Directions: Write out exactly the lines running from the line that includes "If you could drop a marker on the sousaphone" to the end of the data, both ends included, and nothing besides.

Material shown:
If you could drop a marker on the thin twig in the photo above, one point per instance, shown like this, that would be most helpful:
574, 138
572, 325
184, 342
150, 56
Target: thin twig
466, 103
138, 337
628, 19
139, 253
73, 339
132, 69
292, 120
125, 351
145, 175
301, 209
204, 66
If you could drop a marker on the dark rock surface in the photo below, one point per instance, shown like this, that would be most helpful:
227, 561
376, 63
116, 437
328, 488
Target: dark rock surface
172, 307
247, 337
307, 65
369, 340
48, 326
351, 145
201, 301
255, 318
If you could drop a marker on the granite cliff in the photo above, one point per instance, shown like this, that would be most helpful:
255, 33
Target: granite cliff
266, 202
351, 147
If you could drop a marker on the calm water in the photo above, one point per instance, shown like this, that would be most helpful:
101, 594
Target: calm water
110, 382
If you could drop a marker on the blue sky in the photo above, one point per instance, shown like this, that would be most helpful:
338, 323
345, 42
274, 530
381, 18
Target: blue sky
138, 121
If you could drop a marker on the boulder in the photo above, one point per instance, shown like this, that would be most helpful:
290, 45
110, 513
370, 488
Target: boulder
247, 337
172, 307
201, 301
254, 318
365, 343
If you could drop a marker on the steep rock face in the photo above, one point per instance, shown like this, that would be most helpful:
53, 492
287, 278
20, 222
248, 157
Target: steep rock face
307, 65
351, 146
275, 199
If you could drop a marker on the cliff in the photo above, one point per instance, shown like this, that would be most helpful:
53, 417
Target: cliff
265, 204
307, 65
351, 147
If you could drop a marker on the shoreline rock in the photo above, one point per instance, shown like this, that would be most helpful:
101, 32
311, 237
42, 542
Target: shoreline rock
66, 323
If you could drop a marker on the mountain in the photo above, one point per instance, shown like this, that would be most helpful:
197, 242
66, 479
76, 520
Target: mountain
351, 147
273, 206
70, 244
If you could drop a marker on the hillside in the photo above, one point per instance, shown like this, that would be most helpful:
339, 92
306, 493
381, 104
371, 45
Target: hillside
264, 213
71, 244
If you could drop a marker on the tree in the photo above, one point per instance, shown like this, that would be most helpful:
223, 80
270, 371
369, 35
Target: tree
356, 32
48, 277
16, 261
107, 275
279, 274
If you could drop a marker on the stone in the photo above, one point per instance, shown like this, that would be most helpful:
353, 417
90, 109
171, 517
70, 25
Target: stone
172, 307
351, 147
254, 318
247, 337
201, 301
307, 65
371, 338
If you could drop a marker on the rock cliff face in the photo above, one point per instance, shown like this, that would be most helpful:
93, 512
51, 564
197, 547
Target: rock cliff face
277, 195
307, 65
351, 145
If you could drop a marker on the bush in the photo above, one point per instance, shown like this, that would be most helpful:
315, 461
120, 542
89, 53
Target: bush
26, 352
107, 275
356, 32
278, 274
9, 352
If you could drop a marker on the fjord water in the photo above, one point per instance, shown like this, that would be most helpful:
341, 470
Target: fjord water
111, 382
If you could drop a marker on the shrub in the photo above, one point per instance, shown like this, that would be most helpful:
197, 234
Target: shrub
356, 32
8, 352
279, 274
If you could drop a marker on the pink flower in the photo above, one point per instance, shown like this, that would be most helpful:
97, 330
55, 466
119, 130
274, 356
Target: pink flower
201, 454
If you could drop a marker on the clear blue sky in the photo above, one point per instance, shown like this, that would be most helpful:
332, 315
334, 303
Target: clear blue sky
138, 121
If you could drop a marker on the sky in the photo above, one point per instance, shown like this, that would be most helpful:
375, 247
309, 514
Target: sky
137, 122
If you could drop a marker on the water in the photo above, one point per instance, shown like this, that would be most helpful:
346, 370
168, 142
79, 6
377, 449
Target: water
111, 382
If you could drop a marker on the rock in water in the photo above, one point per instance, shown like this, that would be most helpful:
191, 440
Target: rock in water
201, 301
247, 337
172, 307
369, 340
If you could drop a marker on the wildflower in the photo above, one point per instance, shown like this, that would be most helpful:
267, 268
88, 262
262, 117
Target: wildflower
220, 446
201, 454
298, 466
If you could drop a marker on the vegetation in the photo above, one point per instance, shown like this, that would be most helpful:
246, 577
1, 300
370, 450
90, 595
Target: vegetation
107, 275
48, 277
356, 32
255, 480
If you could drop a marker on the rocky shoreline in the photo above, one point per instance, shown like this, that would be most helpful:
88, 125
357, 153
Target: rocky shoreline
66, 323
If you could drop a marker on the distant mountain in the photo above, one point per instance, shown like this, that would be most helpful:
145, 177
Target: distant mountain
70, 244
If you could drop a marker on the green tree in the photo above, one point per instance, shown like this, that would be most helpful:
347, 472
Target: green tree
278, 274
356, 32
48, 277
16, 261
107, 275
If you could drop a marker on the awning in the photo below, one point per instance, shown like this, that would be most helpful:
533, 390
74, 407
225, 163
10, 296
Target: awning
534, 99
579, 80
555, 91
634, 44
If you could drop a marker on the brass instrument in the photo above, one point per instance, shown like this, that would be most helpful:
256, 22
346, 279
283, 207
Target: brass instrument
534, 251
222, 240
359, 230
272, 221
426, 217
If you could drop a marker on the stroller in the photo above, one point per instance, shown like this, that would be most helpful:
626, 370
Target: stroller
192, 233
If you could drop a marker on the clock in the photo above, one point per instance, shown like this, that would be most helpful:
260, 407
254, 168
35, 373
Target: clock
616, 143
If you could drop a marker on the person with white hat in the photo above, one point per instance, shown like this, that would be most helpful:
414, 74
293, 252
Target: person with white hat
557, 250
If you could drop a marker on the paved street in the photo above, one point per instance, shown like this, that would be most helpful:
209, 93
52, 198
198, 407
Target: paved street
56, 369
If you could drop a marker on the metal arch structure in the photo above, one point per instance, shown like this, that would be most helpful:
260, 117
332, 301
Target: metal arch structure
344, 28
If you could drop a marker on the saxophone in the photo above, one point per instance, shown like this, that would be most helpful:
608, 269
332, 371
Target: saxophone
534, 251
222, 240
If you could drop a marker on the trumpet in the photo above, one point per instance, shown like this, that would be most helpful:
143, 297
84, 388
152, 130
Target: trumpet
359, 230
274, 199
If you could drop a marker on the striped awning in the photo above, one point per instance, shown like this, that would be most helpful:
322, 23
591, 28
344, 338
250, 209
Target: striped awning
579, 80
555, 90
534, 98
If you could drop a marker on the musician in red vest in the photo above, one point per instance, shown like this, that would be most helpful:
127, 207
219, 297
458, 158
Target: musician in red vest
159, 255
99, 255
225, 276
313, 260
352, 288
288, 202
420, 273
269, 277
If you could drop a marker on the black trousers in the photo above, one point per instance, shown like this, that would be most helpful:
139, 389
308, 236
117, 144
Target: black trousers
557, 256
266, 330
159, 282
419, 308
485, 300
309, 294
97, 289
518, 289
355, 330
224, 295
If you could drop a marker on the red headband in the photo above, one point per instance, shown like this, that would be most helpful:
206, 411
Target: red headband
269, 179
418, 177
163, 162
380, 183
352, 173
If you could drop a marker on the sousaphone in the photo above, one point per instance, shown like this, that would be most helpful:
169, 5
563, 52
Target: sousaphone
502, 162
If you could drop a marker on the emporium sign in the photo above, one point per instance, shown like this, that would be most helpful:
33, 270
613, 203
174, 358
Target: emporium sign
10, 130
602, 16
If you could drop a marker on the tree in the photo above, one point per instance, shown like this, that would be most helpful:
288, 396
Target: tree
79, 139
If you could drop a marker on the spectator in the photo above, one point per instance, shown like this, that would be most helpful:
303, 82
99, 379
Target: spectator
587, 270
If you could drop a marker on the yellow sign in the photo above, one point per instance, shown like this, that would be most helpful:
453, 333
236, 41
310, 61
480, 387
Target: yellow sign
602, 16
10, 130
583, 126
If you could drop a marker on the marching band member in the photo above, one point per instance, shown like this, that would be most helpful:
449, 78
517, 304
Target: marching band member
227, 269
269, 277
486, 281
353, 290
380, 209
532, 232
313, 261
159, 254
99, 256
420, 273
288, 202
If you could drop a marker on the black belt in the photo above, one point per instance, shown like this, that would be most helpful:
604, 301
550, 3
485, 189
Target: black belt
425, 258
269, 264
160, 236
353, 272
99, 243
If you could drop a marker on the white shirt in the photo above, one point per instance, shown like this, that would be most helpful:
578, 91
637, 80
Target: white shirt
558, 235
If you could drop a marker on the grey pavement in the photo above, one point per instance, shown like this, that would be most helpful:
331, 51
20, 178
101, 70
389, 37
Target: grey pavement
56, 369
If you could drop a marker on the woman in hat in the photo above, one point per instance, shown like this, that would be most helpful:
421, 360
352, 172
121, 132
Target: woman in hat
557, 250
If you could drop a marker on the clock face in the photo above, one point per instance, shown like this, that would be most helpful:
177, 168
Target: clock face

Expected answer:
If you could drop a marker on the sousaphone in the photo above, one point per instance, shown like this, that would be most helpful:
169, 5
563, 52
Target: sousaphone
502, 162
If you could drop a marker on the emporium sign in the photo above, one point per instance, shown like this, that would be most helpful:
33, 270
613, 203
174, 358
Target: emporium sign
10, 130
602, 16
If you could drop a marker on the tree in the photo above, one point per instance, shown like this, that would be most helpful:
288, 396
Target: tree
79, 139
If you could drop a marker on the spectator in the photo above, one point per instance, shown like this, that would be most helpful:
303, 82
99, 379
Target: spectator
587, 270
If you could drop a marker on the yellow sign in the photo above, one point per instance, shown like this, that would be most helpful:
453, 333
236, 41
310, 61
480, 387
Target: yellow sign
602, 16
10, 130
583, 126
If you could drop a marker on the marching band member in the photo above, one point per instance, shown like this, that would be most helpful:
449, 78
517, 304
Target: marching band member
227, 269
269, 277
486, 281
353, 290
380, 209
532, 232
313, 261
159, 254
99, 256
420, 273
288, 202
If you could drop a marker on the black belt in the photo above, one point per instance, shown like this, that would be most helpful:
604, 301
550, 3
485, 189
Target: black belt
425, 258
269, 264
160, 236
353, 272
99, 243
If you could drop a marker on the white shirt in the photo above, one point per instance, shown like this, that would be most helpful:
578, 91
637, 80
Target: white shirt
558, 235
If you could drop a marker on the grey pavement in the photo above, one point per instance, shown like this, that would be most helpful:
331, 51
20, 178
101, 70
389, 37
Target: grey pavement
56, 369
If you could drop a marker on the woman in hat in the photo above, one point per instance, shown like this, that would be most helpful:
421, 360
352, 172
121, 132
Target: woman in hat
557, 250
If you could drop a marker on the clock face in the photo above, one point per instance, shown like this, that would be most helpful:
177, 168
Target: clock face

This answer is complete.